Of the entries below, copy only those lines that contain the word "target".

Dataset excerpts: Begin

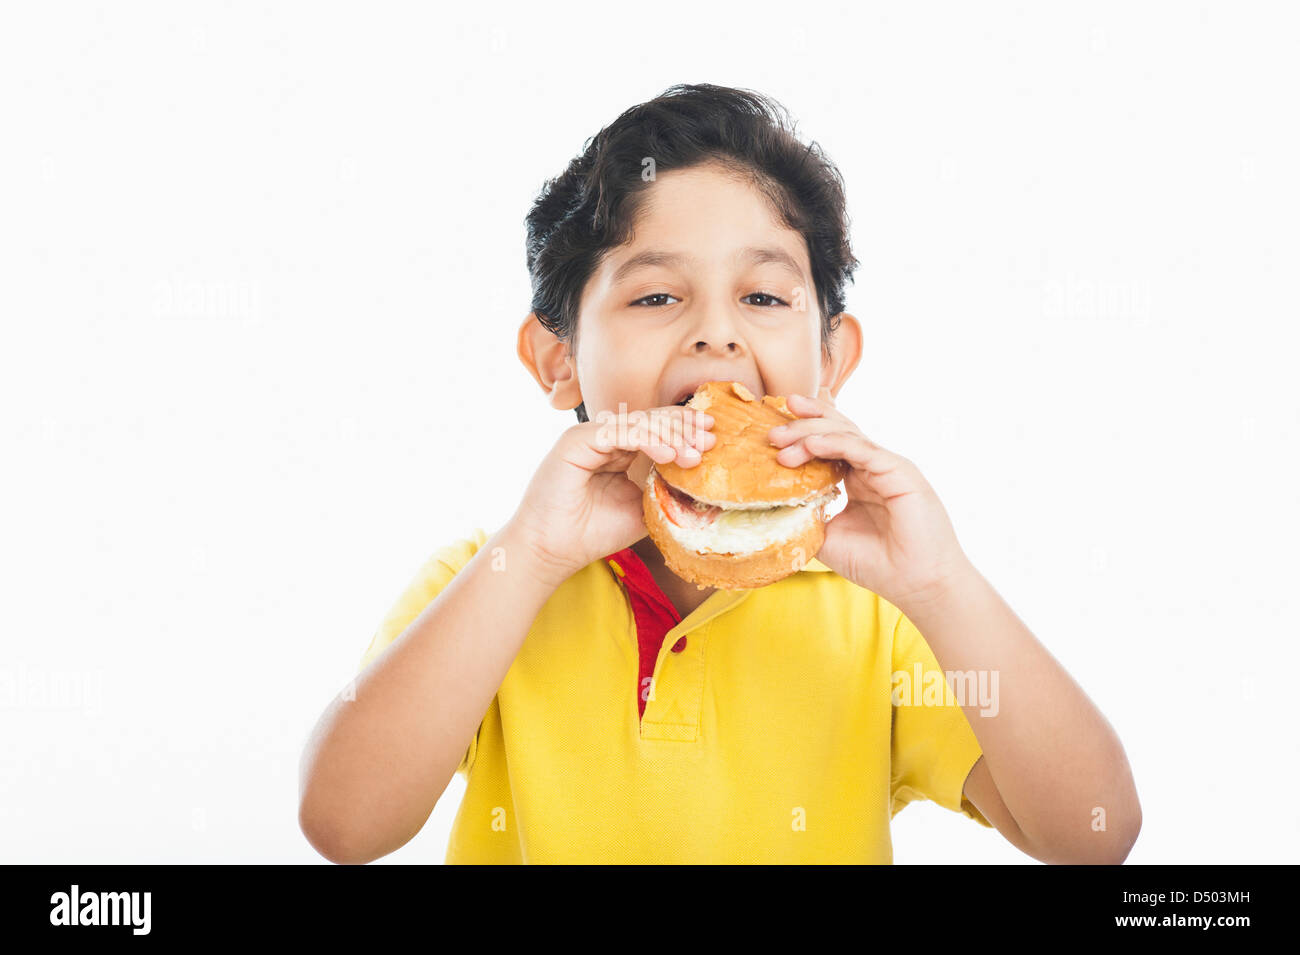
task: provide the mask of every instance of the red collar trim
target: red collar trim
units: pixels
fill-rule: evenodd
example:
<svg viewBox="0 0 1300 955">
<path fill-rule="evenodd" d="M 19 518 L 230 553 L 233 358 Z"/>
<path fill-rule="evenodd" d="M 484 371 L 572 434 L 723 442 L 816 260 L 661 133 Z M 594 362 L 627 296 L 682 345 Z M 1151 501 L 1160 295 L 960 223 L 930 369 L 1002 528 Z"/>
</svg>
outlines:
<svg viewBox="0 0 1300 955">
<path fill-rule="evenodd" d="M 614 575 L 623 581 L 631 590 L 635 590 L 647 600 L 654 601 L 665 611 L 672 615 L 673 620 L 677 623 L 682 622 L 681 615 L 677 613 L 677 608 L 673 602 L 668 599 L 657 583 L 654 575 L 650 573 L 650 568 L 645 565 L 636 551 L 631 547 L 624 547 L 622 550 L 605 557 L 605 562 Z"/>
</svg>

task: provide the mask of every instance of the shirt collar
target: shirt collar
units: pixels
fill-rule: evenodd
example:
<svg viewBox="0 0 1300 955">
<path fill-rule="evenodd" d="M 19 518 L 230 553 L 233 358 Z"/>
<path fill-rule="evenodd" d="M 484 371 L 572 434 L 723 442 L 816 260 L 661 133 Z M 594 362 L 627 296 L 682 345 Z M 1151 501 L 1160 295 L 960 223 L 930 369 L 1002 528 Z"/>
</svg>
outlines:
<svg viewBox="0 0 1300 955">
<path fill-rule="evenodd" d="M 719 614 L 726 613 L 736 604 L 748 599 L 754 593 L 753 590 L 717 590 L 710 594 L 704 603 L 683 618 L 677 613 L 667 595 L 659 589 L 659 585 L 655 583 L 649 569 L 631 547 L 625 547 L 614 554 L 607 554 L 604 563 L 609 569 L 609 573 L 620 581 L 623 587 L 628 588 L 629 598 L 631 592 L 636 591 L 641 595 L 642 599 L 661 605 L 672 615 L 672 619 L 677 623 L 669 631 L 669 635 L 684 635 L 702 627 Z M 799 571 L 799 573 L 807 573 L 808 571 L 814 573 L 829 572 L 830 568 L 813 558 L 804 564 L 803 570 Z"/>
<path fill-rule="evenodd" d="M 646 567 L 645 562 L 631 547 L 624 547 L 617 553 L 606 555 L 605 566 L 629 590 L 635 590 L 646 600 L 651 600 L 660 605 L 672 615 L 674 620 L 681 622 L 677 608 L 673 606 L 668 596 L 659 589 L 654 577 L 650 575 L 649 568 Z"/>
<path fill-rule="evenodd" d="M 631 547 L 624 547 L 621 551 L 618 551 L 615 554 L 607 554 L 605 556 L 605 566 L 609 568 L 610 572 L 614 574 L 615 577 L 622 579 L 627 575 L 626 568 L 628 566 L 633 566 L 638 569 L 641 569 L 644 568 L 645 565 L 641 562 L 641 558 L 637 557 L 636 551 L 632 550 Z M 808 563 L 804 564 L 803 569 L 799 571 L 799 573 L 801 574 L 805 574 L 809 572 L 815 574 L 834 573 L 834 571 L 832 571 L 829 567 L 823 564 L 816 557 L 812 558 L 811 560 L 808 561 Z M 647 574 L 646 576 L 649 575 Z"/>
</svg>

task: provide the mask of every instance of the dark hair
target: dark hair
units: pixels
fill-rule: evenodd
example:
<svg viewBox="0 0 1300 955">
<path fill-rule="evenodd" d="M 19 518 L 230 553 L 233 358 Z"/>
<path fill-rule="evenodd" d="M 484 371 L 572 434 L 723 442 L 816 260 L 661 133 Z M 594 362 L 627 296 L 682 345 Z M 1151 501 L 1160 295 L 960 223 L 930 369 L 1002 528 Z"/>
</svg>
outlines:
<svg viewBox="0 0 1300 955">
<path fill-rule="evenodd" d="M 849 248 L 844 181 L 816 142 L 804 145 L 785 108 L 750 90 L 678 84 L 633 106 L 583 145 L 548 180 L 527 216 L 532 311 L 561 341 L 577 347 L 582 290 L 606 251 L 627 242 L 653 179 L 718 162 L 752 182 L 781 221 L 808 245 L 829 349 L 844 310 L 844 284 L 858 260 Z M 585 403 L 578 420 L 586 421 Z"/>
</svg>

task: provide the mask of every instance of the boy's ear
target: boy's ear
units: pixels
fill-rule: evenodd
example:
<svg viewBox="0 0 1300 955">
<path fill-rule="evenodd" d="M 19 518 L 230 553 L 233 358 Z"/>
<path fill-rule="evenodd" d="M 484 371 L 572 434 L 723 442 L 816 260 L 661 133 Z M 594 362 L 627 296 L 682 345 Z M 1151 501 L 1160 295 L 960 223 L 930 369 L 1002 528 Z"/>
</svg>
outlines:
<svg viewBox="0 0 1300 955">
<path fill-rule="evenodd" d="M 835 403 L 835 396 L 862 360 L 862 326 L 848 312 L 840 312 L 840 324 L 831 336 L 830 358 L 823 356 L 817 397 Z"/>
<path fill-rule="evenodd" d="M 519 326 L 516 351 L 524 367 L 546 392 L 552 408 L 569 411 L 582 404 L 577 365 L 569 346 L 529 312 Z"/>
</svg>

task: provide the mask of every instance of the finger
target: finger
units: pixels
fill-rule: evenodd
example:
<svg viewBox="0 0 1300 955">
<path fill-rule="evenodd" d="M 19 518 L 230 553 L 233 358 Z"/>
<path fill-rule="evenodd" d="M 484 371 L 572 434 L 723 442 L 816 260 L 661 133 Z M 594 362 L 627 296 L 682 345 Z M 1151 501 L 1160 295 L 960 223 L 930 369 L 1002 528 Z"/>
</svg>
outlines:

Dataset excerpts: End

=== Your solution ===
target: red collar trim
target: shirt collar
target: dark hair
target: boy's ear
target: finger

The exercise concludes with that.